Texte de la page:
--- --- ---
En relayant les éléments de langage de Kiev, les médias affichent leur parti pris comme un gage de supériorité morale. Sur France Culture, le journaliste Thomas Cluzel évoque la « violence despotique du maître du Kremlin » et annonce la prise imminente d’une ville par l’« ennemi » (24 août 2022). Ailleurs, on exclut a priori l’hypothèse que l’artillerie de Kiev ait pu viser en août la centrale nucléaire de Zaporijia occupée par les Russes. Et Libération récuse un reportage de la chaine américaine CBS sur la contrebande d’armes occidentales livrées à l’Ukraine, prétendant que le phénomène serait à la fois « sans preuve » mais surévalué, « évident » mais suspect puisque « de nombreux canaux Telegram russes ont rapidement repris et traduit cette séquence, tout comme la presse russe qui s’en est fait l’écho » (10 août 2022).
La pédagogie antivice se déploie sans pudeur. Le 4 juillet 2022, sur France Inter, après une défaite ukrainienne dans le Donbass, Nicolas Demorand et Léa Salamé ont bichonné un panel de néoconservateurs bien décidés à remonter le moral des auditeurs : l’analyste François Heisbourg, célèbre pour avoir propagé le bobard américain des « armes de destruction massive » en Irak, la journaliste Laure Mandeville, qui, avec sa consœur Isabelle Lasserre, donne le ton atlantiste dans Le Figaro, enfin l’omniprésent Pierre Servent (chouchou de Léa Salamé, « consultant » au Parisien, « journaliste spécialisé défense nationale » sur TFI et LCI). Pour Heisbourg, le choix est simple : « Plus de canons, plus d’obus, plus de renseignement, ou bien on va assister à la victoire russe. » Ce que confirme Mandeville : « L’adversaire avancera si on ne l’arrête pas. » Salamé aide alors ses auditeurs à bien comprendre : « Soit on aide davantage l’Ukraine, soit ce sera la victoire de Poutine. » Et Servent complète : « Il ne faut pas faiblir, il faut qu’on monte en pression. » La radio est en guerre : « L’arrière, c’est nous. Ce sont à la fois les dirigeants et les opinions publiques occidentales » (24 août 2022), résumera un mois et demi plus tard le matinalier de la même station en écho à l’un de ses invités.
--- --- ---
Données affichées:

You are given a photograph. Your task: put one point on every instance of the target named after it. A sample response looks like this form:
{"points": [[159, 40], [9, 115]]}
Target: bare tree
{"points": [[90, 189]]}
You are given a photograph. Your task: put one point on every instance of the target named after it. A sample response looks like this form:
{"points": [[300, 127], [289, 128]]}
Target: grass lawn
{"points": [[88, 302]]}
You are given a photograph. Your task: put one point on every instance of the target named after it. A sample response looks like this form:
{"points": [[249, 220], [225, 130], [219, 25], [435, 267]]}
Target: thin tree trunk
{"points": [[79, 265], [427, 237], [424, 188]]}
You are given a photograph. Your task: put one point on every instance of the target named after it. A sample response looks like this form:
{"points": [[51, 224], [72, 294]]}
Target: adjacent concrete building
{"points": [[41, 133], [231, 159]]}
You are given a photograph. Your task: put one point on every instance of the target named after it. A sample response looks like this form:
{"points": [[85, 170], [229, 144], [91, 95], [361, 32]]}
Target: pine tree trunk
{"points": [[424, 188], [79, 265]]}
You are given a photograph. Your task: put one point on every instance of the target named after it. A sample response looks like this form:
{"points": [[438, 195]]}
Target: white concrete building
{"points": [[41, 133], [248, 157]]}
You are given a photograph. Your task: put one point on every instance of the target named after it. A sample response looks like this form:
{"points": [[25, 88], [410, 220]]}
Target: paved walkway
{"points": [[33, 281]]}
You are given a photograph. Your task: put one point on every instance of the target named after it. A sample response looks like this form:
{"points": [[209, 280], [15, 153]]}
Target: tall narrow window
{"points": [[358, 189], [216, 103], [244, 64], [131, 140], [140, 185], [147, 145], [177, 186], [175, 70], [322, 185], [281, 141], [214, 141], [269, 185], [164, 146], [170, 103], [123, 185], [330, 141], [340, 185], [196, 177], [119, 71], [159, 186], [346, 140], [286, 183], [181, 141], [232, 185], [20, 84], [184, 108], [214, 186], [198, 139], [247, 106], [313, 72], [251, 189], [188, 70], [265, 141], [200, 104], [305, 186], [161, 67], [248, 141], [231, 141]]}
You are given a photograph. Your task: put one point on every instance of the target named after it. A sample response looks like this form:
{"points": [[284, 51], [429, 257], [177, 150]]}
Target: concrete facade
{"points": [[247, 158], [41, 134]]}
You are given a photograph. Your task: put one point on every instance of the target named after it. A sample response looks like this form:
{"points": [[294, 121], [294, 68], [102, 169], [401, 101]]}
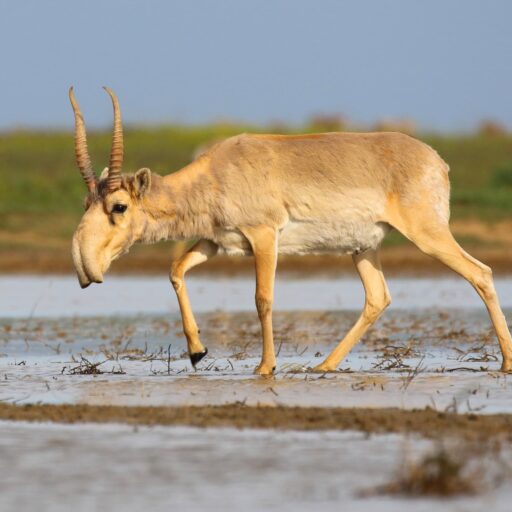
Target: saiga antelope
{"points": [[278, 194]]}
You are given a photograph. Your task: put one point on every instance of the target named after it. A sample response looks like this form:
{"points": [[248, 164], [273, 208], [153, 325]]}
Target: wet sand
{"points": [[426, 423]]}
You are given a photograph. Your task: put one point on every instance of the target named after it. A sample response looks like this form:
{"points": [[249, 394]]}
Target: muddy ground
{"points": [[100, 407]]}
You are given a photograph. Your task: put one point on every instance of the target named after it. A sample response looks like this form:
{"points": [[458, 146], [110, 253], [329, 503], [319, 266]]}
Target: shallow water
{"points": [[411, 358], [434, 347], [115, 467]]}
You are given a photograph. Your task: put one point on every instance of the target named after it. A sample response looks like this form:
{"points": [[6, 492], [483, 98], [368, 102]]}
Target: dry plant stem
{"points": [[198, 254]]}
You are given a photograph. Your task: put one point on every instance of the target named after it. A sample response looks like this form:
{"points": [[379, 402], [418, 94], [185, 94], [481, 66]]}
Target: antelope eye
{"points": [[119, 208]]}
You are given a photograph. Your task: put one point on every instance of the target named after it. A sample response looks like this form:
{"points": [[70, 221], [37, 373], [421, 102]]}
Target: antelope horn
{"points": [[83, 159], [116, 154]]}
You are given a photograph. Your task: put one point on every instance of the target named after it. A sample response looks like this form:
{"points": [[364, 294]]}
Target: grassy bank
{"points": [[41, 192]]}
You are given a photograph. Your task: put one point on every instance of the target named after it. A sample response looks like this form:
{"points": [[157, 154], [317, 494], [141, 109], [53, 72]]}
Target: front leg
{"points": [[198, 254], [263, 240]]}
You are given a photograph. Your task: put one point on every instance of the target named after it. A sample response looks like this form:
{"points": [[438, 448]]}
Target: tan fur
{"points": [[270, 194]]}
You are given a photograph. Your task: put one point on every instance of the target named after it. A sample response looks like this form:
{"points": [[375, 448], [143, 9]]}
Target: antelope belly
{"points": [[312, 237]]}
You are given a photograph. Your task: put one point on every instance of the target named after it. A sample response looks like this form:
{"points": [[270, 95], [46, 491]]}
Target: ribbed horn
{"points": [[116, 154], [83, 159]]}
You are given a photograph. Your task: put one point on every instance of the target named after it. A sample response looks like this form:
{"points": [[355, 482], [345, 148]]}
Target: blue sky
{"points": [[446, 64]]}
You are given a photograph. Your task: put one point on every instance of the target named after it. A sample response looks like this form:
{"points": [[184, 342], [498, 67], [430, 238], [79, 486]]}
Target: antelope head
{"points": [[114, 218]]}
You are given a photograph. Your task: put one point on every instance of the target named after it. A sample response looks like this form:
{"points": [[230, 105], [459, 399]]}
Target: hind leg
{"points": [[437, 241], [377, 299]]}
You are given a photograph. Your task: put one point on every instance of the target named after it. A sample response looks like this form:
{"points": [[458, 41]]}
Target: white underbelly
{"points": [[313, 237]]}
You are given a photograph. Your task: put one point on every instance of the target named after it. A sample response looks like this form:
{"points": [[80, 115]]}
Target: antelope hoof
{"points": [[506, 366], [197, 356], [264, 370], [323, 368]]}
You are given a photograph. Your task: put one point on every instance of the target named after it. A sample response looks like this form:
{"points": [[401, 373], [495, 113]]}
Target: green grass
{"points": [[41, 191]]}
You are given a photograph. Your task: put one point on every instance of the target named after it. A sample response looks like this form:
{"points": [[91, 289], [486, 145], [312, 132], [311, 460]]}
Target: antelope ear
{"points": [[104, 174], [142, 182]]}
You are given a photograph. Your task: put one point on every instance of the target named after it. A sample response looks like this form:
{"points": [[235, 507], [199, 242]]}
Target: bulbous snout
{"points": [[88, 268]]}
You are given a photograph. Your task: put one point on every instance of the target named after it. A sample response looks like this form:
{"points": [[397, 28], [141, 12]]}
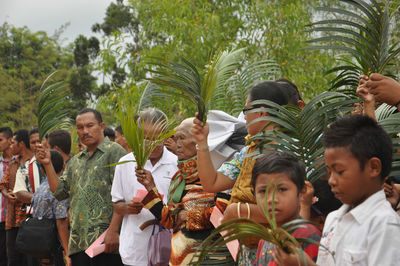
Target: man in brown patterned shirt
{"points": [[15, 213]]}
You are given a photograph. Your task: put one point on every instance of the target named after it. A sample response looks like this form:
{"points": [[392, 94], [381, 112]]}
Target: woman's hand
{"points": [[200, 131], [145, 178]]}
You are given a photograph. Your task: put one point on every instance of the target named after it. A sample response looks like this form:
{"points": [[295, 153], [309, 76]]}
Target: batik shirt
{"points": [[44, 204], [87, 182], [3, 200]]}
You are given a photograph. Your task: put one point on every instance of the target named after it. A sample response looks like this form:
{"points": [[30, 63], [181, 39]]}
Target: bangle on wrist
--- --- ---
À faire:
a: Dans le texte sur les médias et la guerre en Ukraine, nommez les membres du panel reçu sur France Inter le 4 juillet 2022.
b: Prolongez le texte sur les médias et la guerre en Ukraine après sa dernière phrase.
Les données ne sont d'aucune utilité ici.

Réponses:
a: François Heisbourg, Laure Mandeville, Pierre Servent

b:
Les médias français sortent rarement grandis de leur couverture des conflits. Le 1er avril 2003, le présentateur du journal de France 2 David Pujadas commentait en ces termes la mort de quarante civils irakiens tués par les troupes américaines : « Un coup dur pour la coalition, qui cherche à s’attirer les faveurs de la population. » À l’écran un bandeau ironisait : « Irak : fautes de frappes ». On imagine la vague d’indignation que soulèverait ces propos après un bombardement russe… Presque vingt ans plus tard, les journalistes occidentaux restent aussi soucieux de dire quoi penser plutôt que donner matière à réfléchir. Faits emballés d’une gangue sermonneuse, conviction qu’expliquer (un conflit) c’est justifier (l’agresseur) — le « théorème de Manuel Valls » —, effacement des nouvelles « tangentielles » à l’objectif poursuivi : aux médias asservis des régimes autoritaires, l’Occident oppose une presse « illibérale » pour défendre le libéralisme. Le climat idéal pour Bernard-Henri Lévy, qui n’a pas hésité à infliger à Arte, chaîne dont il dirige le conseil de surveillance, son documentaire infatué titré Pourquoi l’Ukraine.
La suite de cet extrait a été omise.